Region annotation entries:
——————
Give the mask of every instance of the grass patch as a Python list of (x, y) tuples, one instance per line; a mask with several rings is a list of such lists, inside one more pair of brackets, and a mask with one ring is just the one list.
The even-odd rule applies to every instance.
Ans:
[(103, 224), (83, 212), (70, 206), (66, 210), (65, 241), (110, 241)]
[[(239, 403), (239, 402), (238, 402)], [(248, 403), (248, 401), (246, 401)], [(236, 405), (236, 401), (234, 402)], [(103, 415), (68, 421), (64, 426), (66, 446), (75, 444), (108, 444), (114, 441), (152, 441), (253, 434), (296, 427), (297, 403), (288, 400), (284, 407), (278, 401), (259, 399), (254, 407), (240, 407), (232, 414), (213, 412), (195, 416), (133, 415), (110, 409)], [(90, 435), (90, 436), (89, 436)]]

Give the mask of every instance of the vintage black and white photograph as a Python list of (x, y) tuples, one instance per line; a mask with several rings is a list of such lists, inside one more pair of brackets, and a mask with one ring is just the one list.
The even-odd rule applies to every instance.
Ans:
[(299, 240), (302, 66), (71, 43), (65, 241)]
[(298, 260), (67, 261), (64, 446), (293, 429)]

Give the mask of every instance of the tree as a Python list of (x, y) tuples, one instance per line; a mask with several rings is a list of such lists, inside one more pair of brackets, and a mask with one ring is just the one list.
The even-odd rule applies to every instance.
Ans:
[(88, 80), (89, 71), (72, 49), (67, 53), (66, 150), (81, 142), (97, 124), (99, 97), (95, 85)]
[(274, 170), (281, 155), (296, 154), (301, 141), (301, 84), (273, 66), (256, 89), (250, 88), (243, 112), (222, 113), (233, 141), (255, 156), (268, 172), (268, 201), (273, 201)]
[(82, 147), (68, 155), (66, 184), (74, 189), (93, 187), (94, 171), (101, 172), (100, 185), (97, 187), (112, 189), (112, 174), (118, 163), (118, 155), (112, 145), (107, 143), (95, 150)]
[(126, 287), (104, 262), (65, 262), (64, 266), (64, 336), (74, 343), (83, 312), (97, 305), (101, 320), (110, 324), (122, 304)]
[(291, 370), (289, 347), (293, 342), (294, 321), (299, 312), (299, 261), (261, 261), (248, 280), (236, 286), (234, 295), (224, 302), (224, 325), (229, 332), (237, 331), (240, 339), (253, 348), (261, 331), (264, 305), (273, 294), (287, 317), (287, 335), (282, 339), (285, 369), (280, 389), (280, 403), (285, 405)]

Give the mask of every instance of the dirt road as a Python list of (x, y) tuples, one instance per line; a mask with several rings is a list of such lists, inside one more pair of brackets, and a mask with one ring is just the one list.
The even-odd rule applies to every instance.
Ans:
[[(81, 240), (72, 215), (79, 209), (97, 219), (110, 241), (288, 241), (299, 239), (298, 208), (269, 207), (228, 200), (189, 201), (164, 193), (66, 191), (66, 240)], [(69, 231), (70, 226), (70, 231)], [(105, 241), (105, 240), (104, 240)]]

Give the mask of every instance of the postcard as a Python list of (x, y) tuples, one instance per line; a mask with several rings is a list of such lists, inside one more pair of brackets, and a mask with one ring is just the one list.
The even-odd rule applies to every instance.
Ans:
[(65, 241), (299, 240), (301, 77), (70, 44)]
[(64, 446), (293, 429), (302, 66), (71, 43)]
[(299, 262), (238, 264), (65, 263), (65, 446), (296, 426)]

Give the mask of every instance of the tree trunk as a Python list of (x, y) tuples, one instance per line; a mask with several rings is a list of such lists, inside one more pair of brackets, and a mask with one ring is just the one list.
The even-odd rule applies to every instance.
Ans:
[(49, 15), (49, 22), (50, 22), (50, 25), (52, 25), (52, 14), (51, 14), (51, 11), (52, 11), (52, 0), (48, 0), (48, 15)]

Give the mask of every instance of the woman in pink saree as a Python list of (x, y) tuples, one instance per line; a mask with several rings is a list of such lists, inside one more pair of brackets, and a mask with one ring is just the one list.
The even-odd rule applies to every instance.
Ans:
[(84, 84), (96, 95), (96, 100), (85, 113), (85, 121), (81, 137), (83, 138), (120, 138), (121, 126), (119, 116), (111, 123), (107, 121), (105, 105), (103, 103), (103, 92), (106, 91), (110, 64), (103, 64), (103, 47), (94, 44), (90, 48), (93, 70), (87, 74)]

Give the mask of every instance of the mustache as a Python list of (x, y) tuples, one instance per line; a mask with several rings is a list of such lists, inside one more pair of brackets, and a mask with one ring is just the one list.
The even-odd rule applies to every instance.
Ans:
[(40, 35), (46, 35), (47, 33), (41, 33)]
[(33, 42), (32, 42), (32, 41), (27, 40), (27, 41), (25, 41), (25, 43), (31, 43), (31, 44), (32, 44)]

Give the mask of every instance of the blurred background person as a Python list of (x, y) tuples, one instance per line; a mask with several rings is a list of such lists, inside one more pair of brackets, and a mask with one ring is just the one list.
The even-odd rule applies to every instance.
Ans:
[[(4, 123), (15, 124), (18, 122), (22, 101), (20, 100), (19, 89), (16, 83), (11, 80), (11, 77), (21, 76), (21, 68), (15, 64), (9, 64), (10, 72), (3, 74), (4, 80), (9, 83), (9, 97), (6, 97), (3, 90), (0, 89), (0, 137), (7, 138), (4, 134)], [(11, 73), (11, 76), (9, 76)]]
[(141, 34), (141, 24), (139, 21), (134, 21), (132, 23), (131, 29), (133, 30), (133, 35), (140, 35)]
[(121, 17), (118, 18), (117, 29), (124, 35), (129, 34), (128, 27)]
——————
> [TASK TO COMPLETE]:
Reproduce every line of the material above word for word.

> [OUTPUT FOR THIS TASK]:
Give the mask of every instance of the grass patch as a Python list of (x, y) tuples, one instance per line; a mask with several rings is a list of such lists, inside one more pair of brackets, and a mask with one ring is just the one list.
The even-odd rule applies to every instance.
Ans:
[(103, 224), (83, 212), (70, 206), (66, 210), (65, 241), (110, 241)]
[[(239, 403), (239, 402), (238, 402)], [(248, 403), (248, 401), (246, 401)], [(236, 405), (236, 401), (234, 402)], [(103, 415), (68, 421), (64, 426), (66, 446), (75, 444), (108, 444), (114, 441), (152, 441), (253, 434), (296, 427), (297, 403), (288, 400), (284, 407), (278, 401), (259, 399), (254, 407), (240, 407), (232, 414), (213, 412), (195, 416), (133, 415), (110, 409)], [(90, 435), (90, 436), (89, 436)]]

Give the mask of every instance of the vintage black and white photograph as a Python list of (x, y) tuples, one instance per line; a mask with several rings is a list of such lists, inside one more pair of brackets, and a mask with one ring is just the one list.
The even-odd rule applies to every instance.
Ans:
[(299, 240), (302, 66), (71, 43), (65, 241)]
[(298, 260), (67, 261), (64, 446), (293, 429)]

Give the mask of every instance of the tree as a Python list of (x, y) tuples, one instance per line; a mask with several rings is a list of such lists, inside one more pair of brackets, and a mask with one ring is just the one list.
The even-odd rule applies to every instance.
Ans:
[(88, 80), (89, 71), (72, 49), (67, 53), (66, 150), (81, 142), (97, 124), (99, 97), (95, 85)]
[(274, 170), (281, 155), (296, 154), (301, 141), (301, 84), (273, 66), (256, 89), (250, 88), (243, 112), (222, 113), (233, 141), (255, 156), (268, 172), (268, 201), (273, 201)]
[(82, 147), (68, 155), (66, 184), (74, 189), (93, 187), (94, 171), (101, 172), (100, 185), (97, 187), (112, 189), (112, 174), (118, 163), (118, 155), (112, 145), (107, 143), (95, 150)]
[(126, 287), (104, 262), (65, 262), (64, 266), (64, 336), (74, 343), (83, 312), (97, 305), (101, 320), (110, 324), (122, 304)]
[(291, 370), (289, 347), (293, 342), (294, 321), (299, 312), (299, 261), (261, 261), (248, 280), (236, 286), (234, 295), (224, 302), (224, 325), (229, 332), (237, 331), (240, 339), (253, 348), (261, 331), (264, 305), (273, 294), (287, 317), (287, 335), (282, 339), (285, 369), (280, 389), (280, 403), (285, 405)]

Give the mask of every instance of the dirt road as a Python list of (x, y) tuples, one instance per line; a mask with several rings is a list of such lists, inside one more pair of brackets, and a mask with one ring is just the one list.
The even-odd rule applies to every instance.
Ans:
[[(81, 240), (72, 215), (79, 209), (97, 219), (110, 241), (288, 241), (299, 239), (298, 208), (269, 207), (228, 200), (189, 201), (164, 193), (66, 191), (66, 240)], [(69, 231), (70, 226), (70, 231)], [(105, 241), (105, 240), (104, 240)]]

Give the mask of every instance of the postcard as a Python list of (x, y) tuples, one instance per line; a mask with several rings is a list of such lists, inside one more pair of brackets, and a mask with one ring is just the one list.
The even-odd rule applies to every instance.
Ans:
[(65, 241), (299, 240), (301, 77), (70, 44)]
[(64, 446), (293, 429), (302, 66), (71, 43)]
[(299, 262), (238, 264), (65, 263), (65, 446), (296, 426)]

Give the mask of every instance of the tree trunk as a Python list of (x, y) tuples, one instance per line; a mask with several rings is a list of such lists, inside one more pair of brackets, and a mask with one ring is just the one list.
The even-odd rule applies to every instance.
Ans:
[(49, 15), (49, 22), (50, 22), (50, 25), (52, 25), (52, 14), (51, 14), (51, 11), (52, 11), (52, 0), (48, 0), (48, 15)]

Give the mask of every instance of the woman in pink saree as a Python list of (x, y) tuples, one instance per line; a mask with several rings is a list of such lists, inside one more pair of brackets, and a mask with one ring is just the one list.
The even-odd rule applies to every instance.
Ans:
[(84, 84), (96, 95), (96, 100), (85, 113), (85, 121), (81, 137), (83, 138), (120, 138), (121, 126), (119, 116), (111, 123), (107, 121), (105, 105), (103, 103), (103, 92), (106, 91), (110, 64), (103, 64), (103, 47), (94, 44), (90, 48), (93, 70), (87, 74)]

Give the mask of every instance of the mustache as a Python list of (x, y) tuples, one instance per line; a mask with several rings is a list of such lists, inside one more pair of brackets, and a mask with one ring is just the one list.
The even-odd rule applies to every instance.
Ans:
[(40, 35), (46, 35), (47, 33), (41, 33)]
[(33, 42), (32, 42), (32, 41), (27, 40), (27, 41), (25, 41), (25, 43), (31, 43), (31, 44), (32, 44)]

Give the mask of every instance of the blurred background person as a Python list of (x, y) tuples, one instance per line; a mask with several rings is a list of such lists, inside one more pair of brackets, and a mask with one ring is just the one list.
The even-odd rule applies to every instance.
Ans:
[[(4, 123), (15, 124), (18, 122), (22, 101), (20, 100), (19, 89), (16, 83), (11, 80), (11, 77), (21, 76), (21, 68), (15, 64), (9, 64), (10, 72), (3, 74), (4, 80), (9, 83), (9, 97), (6, 97), (3, 90), (0, 89), (0, 137), (7, 138), (4, 134)], [(11, 73), (11, 76), (9, 76)]]
[(141, 34), (141, 24), (139, 21), (134, 21), (132, 23), (131, 29), (133, 30), (133, 35), (140, 35)]
[(121, 17), (118, 18), (117, 29), (124, 35), (129, 34), (128, 27)]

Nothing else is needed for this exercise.